_Data supplied_:
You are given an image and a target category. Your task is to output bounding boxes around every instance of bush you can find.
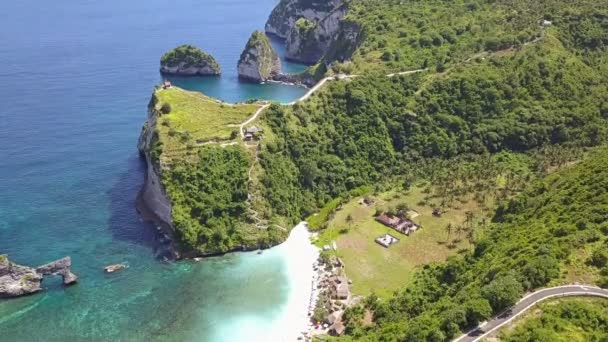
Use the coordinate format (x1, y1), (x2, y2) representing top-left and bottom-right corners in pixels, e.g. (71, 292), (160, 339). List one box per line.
(588, 249), (608, 268)
(481, 274), (524, 313)
(160, 103), (171, 114)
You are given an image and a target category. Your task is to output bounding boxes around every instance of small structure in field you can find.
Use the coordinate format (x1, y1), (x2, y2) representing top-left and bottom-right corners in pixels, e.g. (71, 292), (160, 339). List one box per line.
(376, 234), (399, 248)
(376, 214), (420, 236)
(359, 197), (376, 207)
(329, 276), (350, 300)
(245, 126), (264, 141)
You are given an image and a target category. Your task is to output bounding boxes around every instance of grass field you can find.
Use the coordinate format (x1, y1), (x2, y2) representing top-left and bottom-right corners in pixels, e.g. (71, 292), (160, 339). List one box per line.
(316, 187), (492, 297)
(155, 87), (261, 157)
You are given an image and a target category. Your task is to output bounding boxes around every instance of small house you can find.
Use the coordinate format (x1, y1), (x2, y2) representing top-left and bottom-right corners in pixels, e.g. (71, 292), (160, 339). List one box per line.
(245, 126), (264, 141)
(329, 322), (346, 336)
(330, 276), (350, 300)
(376, 214), (420, 235)
(329, 322), (346, 336)
(375, 234), (399, 248)
(376, 214), (399, 228)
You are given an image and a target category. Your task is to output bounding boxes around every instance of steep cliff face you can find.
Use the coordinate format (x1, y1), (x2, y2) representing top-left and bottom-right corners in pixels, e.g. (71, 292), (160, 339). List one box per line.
(322, 20), (365, 66)
(266, 0), (347, 64)
(285, 6), (346, 64)
(137, 95), (173, 231)
(237, 31), (281, 82)
(160, 45), (221, 76)
(265, 0), (344, 39)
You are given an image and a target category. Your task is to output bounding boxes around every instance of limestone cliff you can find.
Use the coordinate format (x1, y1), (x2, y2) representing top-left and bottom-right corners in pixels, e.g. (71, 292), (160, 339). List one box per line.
(137, 95), (173, 236)
(0, 255), (78, 298)
(237, 31), (281, 82)
(266, 0), (347, 64)
(265, 0), (344, 39)
(160, 45), (221, 76)
(322, 20), (364, 66)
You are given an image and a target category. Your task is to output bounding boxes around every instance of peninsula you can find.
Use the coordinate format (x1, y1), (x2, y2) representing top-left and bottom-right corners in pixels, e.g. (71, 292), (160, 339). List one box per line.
(140, 0), (608, 341)
(237, 31), (281, 82)
(0, 255), (78, 298)
(160, 45), (221, 76)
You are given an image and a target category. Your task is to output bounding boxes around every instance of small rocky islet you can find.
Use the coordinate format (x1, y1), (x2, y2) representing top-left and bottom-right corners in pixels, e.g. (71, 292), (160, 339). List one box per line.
(160, 45), (221, 76)
(237, 31), (281, 82)
(0, 255), (78, 298)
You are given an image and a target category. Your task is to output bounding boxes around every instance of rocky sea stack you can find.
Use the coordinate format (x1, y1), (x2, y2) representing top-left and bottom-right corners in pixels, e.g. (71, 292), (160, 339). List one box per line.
(238, 31), (281, 82)
(160, 45), (221, 76)
(0, 255), (78, 298)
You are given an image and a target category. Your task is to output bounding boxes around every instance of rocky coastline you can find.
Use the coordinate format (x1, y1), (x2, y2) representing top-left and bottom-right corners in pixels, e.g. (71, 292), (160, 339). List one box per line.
(237, 31), (281, 83)
(0, 255), (78, 298)
(265, 0), (348, 64)
(160, 45), (221, 76)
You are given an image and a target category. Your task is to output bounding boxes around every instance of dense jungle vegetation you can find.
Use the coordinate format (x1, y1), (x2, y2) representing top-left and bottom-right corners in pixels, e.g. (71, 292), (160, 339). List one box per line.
(325, 0), (607, 73)
(334, 148), (608, 341)
(153, 4), (608, 316)
(261, 34), (608, 220)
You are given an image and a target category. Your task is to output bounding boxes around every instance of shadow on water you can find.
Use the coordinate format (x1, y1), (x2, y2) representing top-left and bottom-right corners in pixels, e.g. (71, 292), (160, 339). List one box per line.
(108, 151), (164, 257)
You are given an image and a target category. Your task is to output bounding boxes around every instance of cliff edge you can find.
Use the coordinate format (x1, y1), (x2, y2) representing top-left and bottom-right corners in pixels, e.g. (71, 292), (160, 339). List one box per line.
(265, 0), (347, 64)
(237, 31), (281, 82)
(0, 255), (78, 298)
(160, 45), (221, 76)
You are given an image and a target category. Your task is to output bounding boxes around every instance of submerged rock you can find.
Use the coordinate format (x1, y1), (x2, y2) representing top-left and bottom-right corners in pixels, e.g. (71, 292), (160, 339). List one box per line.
(0, 255), (78, 298)
(160, 45), (221, 76)
(36, 257), (78, 285)
(237, 31), (281, 82)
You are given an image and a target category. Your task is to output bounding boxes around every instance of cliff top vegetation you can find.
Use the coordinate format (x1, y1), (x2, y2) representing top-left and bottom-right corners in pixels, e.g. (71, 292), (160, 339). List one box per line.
(150, 86), (261, 158)
(160, 44), (220, 73)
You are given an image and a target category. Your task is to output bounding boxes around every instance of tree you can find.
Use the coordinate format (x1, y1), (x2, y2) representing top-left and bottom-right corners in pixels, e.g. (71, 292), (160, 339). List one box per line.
(445, 223), (454, 240)
(346, 214), (353, 228)
(523, 255), (559, 288)
(481, 274), (524, 312)
(466, 227), (475, 247)
(397, 203), (408, 218)
(589, 249), (608, 268)
(464, 298), (492, 327)
(464, 210), (475, 228)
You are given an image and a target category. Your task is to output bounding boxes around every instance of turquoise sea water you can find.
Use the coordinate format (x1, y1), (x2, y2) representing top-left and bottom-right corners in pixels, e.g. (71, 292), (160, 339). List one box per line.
(0, 0), (312, 341)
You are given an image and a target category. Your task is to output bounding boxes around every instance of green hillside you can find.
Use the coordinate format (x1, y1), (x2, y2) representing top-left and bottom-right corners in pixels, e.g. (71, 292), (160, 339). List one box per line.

_Task_: Pull out all of the lines above word for word, and leave any pictures out of your answer.

_Output below_:
You are given an image and a target category. Your task is to output bounding boxes around every instance of bush you can find.
Use the coordinate format (x1, y1), (x2, y2) representing top-left and bottom-right corners in pixels, e.g. (71, 292), (160, 339). List one box per line.
(588, 249), (608, 268)
(481, 274), (524, 313)
(160, 103), (171, 114)
You are given an image and a target category. Your task is to output bounding boxes around every instance of small structure in field you can find.
Use the coordinate format (x1, y1), (x2, y2) representing top-left and bottom-right corners in pixels, e.g. (71, 292), (160, 339). List one box per line.
(376, 234), (399, 248)
(376, 214), (420, 236)
(359, 197), (376, 207)
(329, 276), (350, 300)
(245, 126), (264, 141)
You are given an image and a target category. Your task is to output bounding boxes around every instance of grass field you can find.
Use the coordinate format (x1, y1), (x2, y2) representing top-left and bottom-right corners in pixels, e.g. (71, 292), (160, 339). List one box per line.
(316, 187), (492, 297)
(155, 87), (261, 157)
You are given an image and a target category. Your task is to output bounding boxes around every instance of small house you can find.
Use the coordinate format (x1, y1), (x2, y2) representing top-left and bottom-right corners in pixels, e.g. (71, 292), (160, 339). List one box per line.
(245, 126), (264, 141)
(329, 322), (346, 336)
(330, 276), (350, 300)
(376, 214), (420, 235)
(329, 322), (346, 336)
(375, 234), (399, 248)
(376, 214), (399, 228)
You are given an image and a target category. Your task is to output bounding boxes around every instance of steep cliff face you can find.
Use the coordinate format (x1, y1), (x2, y2) representing top-left and bottom-right corners in pixels, e.g. (71, 292), (160, 339). List one box per line.
(322, 20), (365, 66)
(266, 0), (347, 64)
(285, 6), (346, 64)
(137, 95), (173, 231)
(237, 31), (281, 82)
(160, 45), (221, 76)
(265, 0), (344, 39)
You are given an image and a target category. Your task is to output bounding boxes around every instance of limestone cliff you can find.
Use the coordinate format (x1, y1), (x2, y2) representing top-left and bottom-right corners in pixels, e.g. (71, 292), (160, 339). List one box per line.
(137, 95), (173, 236)
(0, 255), (78, 298)
(237, 31), (281, 82)
(266, 0), (347, 64)
(265, 0), (344, 39)
(160, 45), (221, 76)
(322, 20), (364, 66)
You are given an image and a target category. Your task is to output bounding boxes around every instance of peninsula you can find.
Use the coordinate format (x1, y1), (x2, y2) representing top-left and bottom-right corners in pixels, e.g. (71, 292), (160, 339). List one box per line.
(140, 0), (608, 341)
(237, 31), (281, 82)
(0, 255), (78, 298)
(160, 45), (221, 76)
You are given an image and a target category. Your task is to output bounding boxes around every instance of small rocky islet you can find.
Use the coordinate format (x1, y1), (x2, y2) representing top-left and bottom-right corners in pixels, e.g. (71, 292), (160, 339). List one box per line.
(160, 45), (221, 76)
(237, 31), (281, 82)
(0, 255), (78, 298)
You are given an image and a target category. Your task is to output bounding boxes around every instance of rocky sea stack you can find.
Use the coordinate format (x1, y1), (x2, y2) representing top-left and bottom-right corners in pixels, e.g. (71, 292), (160, 339). List one box per line.
(238, 31), (281, 82)
(160, 45), (221, 76)
(0, 255), (78, 298)
You are given an image and a target category. Your task is to output bounding boxes around every instance of rocky coastline you can find.
Use the coordinate format (x1, y1), (x2, y2) representing top-left and bottom-right corners in pixels, e.g. (71, 292), (160, 339). List one box per line.
(237, 31), (281, 83)
(0, 255), (78, 298)
(265, 0), (348, 64)
(160, 45), (221, 76)
You are given an image and a target category. Your task is to output bounding boxes around every instance of dense jungle vegetation you can find.
Use the coordinate format (x1, y1), (x2, y2) representing top-left and bottom-right corners in pixels, e.g. (71, 292), (160, 339). List one box per line.
(325, 0), (607, 73)
(334, 148), (608, 341)
(153, 4), (608, 316)
(261, 34), (608, 220)
You are given an image and a target category. Your task is to output bounding boxes around every instance of shadow on water you can find.
Use the coordinate format (x1, y1), (x2, y2) representing top-left and bottom-right corners in pixels, e.g. (71, 292), (160, 339). List one box per line.
(108, 151), (164, 257)
You are given an image and a target category. Your task is to output bounding boxes around every instance of cliff edge you can find.
Use the coordinate format (x1, y1), (x2, y2) representing top-left and bottom-right corners in pixels, e.g. (71, 292), (160, 339). List one box per line.
(265, 0), (347, 64)
(237, 31), (281, 82)
(0, 255), (78, 298)
(160, 45), (221, 76)
You are given an image and a target category. Your task is to output bounding boxes around every instance of submerged rock you can find.
Use the coordinate format (x1, y1), (x2, y2) representing top-left and bottom-right corners in pixels, e.g. (71, 292), (160, 339). List one box per line.
(0, 255), (78, 298)
(160, 45), (221, 76)
(36, 257), (78, 285)
(237, 31), (281, 82)
You are given an image and a target category. Your task is to output bounding boxes around every instance of cliff top vegetation you can find.
Use the coordinate format (x1, y1), (x2, y2) representing top-left and bottom-right corners in pixels, e.g. (71, 292), (160, 339). List one box per line.
(150, 86), (261, 158)
(160, 44), (220, 73)
You are given an image and a target category. Your task is to output bounding boxes around every instance of tree you can find.
Use the coordinate format (x1, y1), (x2, y2) representing top-left and bottom-right corners in pixels, e.g. (71, 292), (160, 339). List one box per line.
(445, 223), (454, 240)
(346, 214), (353, 228)
(523, 255), (559, 288)
(481, 274), (524, 312)
(466, 227), (475, 247)
(397, 203), (408, 218)
(589, 249), (608, 268)
(464, 298), (492, 327)
(464, 210), (475, 228)
You are given an image and a target category. Your task is to output bounding boxes around every instance of turquoise sea water you can find.
Use the coordinate format (x1, y1), (x2, y2) representing top-left and bottom-right corners in pixels, e.g. (71, 292), (160, 339). List one box per line.
(0, 0), (312, 341)
You are given an image and a target category. Your task is to output bounding boxes around every instance of green hillside you can find.
Use the coordinate format (x1, y1), (x2, y2) representing top-left and bottom-right corners in pixels, e.g. (71, 292), (160, 339). List one box per line.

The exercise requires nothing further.